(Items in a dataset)
━━━━━━━━━━━━━━━━
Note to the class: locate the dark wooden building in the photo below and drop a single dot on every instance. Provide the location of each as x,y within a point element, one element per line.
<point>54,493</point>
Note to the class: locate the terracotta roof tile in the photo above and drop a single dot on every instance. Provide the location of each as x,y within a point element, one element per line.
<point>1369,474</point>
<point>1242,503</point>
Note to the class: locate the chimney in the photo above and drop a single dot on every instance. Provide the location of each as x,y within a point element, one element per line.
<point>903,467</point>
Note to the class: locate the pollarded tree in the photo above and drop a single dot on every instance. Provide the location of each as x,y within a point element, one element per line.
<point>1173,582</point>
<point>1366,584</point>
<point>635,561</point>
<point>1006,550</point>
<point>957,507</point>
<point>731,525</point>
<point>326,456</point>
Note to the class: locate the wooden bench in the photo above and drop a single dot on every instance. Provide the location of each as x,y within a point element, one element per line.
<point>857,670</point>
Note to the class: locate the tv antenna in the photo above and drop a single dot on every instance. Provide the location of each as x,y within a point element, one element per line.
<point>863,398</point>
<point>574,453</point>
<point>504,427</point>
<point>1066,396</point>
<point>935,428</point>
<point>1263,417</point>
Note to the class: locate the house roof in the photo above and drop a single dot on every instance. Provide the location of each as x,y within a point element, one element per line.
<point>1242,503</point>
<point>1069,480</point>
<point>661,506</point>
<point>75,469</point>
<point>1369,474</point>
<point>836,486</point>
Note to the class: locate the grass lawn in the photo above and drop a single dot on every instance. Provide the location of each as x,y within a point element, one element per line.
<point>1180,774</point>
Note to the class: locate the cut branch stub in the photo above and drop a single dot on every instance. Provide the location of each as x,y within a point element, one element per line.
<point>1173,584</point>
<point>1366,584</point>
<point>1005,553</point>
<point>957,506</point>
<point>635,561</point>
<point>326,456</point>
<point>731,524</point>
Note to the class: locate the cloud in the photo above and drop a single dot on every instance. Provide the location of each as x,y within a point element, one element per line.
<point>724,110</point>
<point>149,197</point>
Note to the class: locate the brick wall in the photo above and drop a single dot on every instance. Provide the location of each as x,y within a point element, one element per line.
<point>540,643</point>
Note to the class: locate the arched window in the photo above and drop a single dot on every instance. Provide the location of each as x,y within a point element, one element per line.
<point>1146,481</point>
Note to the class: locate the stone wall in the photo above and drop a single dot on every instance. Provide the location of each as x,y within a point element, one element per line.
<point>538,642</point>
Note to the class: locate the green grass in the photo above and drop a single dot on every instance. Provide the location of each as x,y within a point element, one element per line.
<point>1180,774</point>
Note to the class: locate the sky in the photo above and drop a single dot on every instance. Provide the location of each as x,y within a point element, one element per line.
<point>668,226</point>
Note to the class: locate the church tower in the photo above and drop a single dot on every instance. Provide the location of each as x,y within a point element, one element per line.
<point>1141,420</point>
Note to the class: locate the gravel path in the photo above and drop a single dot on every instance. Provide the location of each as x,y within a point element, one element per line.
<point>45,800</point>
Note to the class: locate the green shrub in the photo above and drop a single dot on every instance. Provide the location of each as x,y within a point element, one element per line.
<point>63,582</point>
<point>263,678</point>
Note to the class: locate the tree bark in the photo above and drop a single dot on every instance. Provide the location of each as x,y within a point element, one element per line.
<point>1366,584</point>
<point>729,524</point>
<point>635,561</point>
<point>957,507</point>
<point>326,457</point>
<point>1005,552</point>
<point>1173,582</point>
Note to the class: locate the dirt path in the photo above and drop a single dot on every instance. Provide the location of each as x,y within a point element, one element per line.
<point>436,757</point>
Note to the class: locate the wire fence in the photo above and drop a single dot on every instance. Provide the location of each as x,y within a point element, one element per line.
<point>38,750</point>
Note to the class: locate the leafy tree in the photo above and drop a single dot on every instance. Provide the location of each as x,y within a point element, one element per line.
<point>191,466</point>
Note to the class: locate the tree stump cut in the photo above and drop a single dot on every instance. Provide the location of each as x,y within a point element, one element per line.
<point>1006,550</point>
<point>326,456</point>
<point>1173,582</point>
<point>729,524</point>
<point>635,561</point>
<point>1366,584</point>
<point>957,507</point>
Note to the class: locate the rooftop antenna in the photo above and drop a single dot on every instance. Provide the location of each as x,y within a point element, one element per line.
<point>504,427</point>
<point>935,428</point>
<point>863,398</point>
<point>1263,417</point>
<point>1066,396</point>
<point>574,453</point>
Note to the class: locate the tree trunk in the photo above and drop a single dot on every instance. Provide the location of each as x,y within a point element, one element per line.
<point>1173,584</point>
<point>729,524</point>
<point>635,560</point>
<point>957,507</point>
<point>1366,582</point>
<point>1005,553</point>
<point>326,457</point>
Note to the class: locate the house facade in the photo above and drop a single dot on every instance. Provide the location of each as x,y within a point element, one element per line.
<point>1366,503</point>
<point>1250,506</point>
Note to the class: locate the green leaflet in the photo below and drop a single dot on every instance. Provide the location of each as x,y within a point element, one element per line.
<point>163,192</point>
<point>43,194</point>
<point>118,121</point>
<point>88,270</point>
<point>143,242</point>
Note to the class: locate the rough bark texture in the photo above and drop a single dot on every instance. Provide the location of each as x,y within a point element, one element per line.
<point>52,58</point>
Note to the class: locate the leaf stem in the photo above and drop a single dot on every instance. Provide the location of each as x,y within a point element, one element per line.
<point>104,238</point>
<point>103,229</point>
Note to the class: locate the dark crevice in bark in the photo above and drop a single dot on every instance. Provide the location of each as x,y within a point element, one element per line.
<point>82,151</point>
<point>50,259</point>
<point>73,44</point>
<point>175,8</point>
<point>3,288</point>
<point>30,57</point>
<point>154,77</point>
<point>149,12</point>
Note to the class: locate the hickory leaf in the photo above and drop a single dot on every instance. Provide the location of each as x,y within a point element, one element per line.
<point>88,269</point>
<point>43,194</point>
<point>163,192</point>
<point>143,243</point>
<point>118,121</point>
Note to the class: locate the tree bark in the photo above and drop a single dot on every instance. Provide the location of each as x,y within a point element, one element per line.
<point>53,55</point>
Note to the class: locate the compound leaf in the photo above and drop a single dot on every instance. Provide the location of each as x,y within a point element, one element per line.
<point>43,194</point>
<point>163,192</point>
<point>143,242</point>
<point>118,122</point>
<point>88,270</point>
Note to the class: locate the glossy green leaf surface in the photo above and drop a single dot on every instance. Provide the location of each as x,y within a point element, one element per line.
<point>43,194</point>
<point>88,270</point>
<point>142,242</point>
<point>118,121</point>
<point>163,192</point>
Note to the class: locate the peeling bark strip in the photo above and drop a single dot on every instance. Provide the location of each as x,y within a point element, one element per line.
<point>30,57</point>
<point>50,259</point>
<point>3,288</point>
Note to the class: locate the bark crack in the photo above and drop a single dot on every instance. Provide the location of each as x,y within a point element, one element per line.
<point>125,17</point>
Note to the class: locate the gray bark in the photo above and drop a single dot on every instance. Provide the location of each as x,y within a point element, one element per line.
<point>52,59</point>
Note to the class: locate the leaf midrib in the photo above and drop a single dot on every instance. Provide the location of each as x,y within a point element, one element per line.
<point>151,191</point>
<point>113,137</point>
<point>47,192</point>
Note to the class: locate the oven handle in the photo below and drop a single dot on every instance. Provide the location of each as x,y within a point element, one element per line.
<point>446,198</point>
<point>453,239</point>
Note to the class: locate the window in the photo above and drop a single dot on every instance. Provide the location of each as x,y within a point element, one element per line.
━━━━━━━━━━━━━━━━
▶ **AIM**
Copy the entries from the line with "Note to the class: locate the house facade" to the line with "<point>1250,506</point>", both included, shifting every point coordinate up by 106 and leaving all other wording unchanged.

▶ **PROBLEM SOLUTION**
Note to the class: locate the house facade in the photo above and drop a single dot on every instance. Provide the location of each as x,y within a point element, one element per line.
<point>1472,609</point>
<point>1356,612</point>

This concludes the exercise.